*Input material*
■ ■ ■ ■ ■ ■ ■

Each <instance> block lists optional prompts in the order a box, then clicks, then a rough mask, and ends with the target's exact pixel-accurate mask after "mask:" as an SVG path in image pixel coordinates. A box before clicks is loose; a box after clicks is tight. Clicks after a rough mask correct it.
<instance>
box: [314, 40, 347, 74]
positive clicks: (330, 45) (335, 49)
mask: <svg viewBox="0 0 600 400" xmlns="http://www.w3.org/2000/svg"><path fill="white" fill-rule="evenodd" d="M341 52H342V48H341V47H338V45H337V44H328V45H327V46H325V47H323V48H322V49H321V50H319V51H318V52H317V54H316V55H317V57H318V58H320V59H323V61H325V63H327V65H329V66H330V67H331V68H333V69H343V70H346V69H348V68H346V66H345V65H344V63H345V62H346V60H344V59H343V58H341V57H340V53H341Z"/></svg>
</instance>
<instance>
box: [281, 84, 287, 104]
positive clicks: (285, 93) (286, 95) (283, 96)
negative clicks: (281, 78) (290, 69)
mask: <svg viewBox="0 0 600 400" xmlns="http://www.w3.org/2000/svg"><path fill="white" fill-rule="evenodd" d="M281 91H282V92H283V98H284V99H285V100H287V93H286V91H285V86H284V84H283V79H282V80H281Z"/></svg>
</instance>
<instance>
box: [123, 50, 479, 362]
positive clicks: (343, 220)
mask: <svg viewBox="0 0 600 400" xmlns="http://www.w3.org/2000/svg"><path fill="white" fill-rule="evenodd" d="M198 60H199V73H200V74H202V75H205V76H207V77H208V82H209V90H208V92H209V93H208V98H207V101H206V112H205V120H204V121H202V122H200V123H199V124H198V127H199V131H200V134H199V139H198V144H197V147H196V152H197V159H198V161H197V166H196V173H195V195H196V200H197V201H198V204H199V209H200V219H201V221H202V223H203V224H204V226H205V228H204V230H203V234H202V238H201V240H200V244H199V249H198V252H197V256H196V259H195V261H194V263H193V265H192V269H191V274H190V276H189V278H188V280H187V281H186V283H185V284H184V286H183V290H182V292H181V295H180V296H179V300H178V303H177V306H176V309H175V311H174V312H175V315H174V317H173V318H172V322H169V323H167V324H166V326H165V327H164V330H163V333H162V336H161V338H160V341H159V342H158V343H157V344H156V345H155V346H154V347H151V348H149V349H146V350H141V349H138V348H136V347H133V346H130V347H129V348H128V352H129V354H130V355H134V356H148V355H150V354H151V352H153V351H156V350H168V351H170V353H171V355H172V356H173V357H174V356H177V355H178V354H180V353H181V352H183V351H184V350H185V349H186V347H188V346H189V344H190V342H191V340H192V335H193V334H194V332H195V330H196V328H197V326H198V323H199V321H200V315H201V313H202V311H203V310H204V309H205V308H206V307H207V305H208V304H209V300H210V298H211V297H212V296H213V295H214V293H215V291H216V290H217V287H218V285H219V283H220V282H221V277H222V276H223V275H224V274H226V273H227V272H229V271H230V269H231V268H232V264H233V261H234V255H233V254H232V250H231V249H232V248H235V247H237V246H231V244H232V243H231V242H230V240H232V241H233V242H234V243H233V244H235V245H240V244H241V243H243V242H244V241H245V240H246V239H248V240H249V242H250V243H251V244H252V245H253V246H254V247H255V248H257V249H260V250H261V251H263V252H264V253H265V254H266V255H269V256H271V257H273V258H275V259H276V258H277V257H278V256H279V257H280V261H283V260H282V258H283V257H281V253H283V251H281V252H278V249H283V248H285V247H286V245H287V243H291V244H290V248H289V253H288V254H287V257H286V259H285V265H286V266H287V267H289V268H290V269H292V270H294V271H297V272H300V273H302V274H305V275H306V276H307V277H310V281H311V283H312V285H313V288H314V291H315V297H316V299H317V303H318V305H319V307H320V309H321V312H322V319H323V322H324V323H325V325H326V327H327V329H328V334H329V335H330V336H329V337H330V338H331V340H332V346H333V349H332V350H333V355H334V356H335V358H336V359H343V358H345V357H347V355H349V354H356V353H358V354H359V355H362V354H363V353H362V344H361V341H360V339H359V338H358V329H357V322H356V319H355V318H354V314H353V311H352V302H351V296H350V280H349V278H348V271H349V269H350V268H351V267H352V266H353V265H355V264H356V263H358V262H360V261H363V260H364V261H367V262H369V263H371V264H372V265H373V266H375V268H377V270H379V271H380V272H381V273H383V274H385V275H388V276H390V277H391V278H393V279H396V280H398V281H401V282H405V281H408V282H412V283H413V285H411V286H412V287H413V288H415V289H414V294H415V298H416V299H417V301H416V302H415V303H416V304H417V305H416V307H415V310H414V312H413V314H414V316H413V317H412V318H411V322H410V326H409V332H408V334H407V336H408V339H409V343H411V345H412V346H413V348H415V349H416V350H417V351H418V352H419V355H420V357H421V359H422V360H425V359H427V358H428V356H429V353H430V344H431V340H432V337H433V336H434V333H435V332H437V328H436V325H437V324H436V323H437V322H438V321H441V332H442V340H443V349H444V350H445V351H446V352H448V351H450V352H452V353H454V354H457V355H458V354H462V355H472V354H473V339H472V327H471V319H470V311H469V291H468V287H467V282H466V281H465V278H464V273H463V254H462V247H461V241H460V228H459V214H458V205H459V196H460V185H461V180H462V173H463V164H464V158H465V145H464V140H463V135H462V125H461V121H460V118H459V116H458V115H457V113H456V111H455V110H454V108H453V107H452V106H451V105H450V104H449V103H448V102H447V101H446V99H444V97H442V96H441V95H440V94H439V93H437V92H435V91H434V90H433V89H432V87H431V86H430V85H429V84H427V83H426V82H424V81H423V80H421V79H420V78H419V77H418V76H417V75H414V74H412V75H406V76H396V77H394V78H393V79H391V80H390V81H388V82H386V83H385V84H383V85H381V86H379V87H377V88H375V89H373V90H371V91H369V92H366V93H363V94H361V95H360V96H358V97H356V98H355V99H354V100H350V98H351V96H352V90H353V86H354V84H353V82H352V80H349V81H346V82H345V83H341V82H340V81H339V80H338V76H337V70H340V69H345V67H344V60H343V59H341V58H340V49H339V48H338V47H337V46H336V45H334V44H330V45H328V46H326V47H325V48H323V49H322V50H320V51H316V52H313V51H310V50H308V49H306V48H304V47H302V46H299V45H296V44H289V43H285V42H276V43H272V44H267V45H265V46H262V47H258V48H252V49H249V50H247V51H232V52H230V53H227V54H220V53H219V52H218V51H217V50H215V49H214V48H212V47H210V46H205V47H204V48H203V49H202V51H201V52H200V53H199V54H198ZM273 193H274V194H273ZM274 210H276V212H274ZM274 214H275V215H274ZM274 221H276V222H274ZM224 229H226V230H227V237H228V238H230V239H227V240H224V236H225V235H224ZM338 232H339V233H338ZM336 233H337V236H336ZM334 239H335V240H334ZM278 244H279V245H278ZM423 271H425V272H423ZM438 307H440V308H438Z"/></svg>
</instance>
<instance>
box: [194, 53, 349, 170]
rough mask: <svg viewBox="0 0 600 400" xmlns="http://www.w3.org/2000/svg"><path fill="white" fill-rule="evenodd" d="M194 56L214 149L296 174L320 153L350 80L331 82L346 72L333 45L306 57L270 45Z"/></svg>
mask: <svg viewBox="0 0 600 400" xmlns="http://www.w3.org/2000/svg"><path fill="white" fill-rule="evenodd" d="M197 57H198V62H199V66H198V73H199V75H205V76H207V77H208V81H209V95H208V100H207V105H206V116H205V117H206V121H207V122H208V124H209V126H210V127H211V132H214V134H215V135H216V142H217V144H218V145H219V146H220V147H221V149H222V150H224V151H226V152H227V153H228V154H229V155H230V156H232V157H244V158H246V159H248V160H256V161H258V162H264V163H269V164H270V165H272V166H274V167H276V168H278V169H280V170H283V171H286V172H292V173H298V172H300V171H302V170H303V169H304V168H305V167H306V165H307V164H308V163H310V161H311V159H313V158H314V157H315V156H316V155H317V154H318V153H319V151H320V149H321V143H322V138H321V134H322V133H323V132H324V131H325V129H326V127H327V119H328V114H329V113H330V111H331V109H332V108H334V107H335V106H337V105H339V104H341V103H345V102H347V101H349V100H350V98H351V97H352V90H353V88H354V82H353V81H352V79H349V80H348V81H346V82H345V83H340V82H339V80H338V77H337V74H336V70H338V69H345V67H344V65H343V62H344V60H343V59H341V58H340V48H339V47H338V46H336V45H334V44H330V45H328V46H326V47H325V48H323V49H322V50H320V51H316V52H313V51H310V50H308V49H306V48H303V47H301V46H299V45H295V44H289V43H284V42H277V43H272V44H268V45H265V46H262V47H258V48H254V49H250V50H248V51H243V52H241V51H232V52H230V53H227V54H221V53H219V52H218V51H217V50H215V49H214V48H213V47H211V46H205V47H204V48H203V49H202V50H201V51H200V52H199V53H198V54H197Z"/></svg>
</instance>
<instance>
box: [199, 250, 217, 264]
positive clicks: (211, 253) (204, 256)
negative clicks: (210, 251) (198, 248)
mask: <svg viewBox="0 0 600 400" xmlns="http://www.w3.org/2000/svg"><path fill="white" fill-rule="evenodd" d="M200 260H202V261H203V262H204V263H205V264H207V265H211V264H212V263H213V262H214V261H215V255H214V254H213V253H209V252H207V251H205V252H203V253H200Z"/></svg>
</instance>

■ ■ ■ ■ ■ ■ ■

*The problem*
Identify every line of the records that contains the string "positive", and copy each such line in full.

*Answer space*
positive clicks: (330, 45) (335, 49)
positive clicks: (285, 93) (286, 95) (283, 96)
positive clicks: (343, 220)
positive clicks: (211, 253) (204, 256)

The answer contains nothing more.